**YOUR OBJECTIVE**
Locate each line in the entries below that contains the word "positive", and copy those lines. Case matters.

**Segmentation mask data**

**********

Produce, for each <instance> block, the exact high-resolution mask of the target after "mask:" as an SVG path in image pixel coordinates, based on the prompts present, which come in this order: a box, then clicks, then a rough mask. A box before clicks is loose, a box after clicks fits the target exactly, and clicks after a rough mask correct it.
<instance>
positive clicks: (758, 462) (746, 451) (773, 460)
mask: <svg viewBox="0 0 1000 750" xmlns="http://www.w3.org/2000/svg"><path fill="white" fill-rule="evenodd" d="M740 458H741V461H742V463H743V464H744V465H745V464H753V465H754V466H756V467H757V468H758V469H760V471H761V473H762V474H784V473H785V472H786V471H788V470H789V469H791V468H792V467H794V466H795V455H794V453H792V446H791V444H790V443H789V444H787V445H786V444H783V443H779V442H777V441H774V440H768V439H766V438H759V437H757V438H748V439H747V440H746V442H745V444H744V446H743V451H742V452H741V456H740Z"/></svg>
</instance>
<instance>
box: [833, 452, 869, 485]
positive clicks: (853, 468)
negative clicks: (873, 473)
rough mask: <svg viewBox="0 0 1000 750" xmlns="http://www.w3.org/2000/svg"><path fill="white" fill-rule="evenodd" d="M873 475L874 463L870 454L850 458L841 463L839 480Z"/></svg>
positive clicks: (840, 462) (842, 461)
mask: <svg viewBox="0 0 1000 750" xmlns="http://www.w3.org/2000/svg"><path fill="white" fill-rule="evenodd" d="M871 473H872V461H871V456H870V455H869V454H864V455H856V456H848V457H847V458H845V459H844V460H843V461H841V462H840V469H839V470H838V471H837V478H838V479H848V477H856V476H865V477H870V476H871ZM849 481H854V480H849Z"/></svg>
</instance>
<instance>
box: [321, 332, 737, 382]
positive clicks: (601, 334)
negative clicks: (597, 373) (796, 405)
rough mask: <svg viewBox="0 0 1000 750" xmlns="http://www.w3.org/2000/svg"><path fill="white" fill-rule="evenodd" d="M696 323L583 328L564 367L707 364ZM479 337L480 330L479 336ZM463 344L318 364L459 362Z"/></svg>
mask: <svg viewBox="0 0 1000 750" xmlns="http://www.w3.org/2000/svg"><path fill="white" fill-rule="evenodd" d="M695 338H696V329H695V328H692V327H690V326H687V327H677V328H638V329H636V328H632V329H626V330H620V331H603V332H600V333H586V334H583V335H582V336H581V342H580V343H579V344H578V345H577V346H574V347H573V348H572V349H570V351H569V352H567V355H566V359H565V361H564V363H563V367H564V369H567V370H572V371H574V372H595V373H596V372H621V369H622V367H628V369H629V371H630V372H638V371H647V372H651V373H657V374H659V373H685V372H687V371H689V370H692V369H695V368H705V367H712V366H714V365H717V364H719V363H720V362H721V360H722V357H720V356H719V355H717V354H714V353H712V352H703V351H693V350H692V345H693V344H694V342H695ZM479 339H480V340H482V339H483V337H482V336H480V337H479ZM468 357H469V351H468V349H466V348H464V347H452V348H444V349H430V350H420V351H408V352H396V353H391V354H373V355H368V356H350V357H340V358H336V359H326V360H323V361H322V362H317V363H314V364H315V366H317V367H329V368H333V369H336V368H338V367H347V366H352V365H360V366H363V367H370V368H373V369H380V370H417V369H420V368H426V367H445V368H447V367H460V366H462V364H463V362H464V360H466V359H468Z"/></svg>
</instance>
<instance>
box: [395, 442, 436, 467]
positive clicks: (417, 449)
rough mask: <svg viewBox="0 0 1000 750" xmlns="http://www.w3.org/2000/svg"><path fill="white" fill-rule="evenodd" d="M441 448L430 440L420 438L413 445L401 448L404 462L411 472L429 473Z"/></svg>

**********

**RESPONSE TO THIS EXERCISE**
positive clicks: (758, 462) (746, 451) (773, 460)
positive clicks: (853, 468)
positive clicks: (840, 462) (842, 461)
positive clicks: (601, 334)
positive clicks: (417, 449)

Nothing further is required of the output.